By the time that Big and Lil are lunging at one another with all the brutal skills they’ve developed as mixed martial arts fighters, we already realize they aren’t monsters at all. They are a brother and sister on a rough road toward reconciliation and forgiveness. Okieriete ‘Oak’ Onaodowan and Aigner Mizzelle are every bit as adept in the emotional dance between their characters as they are in the physical interaction enacted on stage with the aid of a choreographer, a fight director, and an “MMA consultant.”
Written and directed by Ngozi Anyanwu, “The Monsters,” a two-hander opening tonight at New York City Center in a production by Manhattan Theater Club, tracks the off-and-on, up-and-down evolution of a relationship that manages to be both unsentimental and sweet.


It begins with a demanding physical workout: Big is competing in a championship fight (against an opponent we are asked to imagine.) He wins the fight (cue cheers via sound designer Mikaal Sulaiman), but even as he takes his championship belt, he doesn’t look all that triumphant, as if it’s just another day’s work to him. (Onaodowan has a deeply expressive face, which I didn’t notice — and probably was not called for — in the roles he originated for which he’s likely still best known, as Hercules Mulligan and James Madison in “Hamilton.”) When Big arrives at the stoop of his building, a bubbly Lil is excited to greet him, congratulate him, critique his performance, make sure the rumors aren’t true that he’s about to retire. Big just looks annoyed.

Brief:
List every person the theater review names as working on "The Monsters," whether onstage or behind the scenes.

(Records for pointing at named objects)
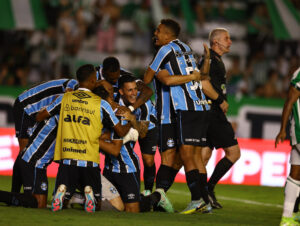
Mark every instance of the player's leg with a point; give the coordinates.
(206, 153)
(167, 144)
(292, 186)
(65, 185)
(110, 194)
(221, 135)
(40, 187)
(148, 147)
(18, 116)
(192, 128)
(90, 177)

Expected answer:
Okieriete 'Oak' Onaodowan
Aigner Mizzelle
Ngozi Anyanwu
Mikaal Sulaiman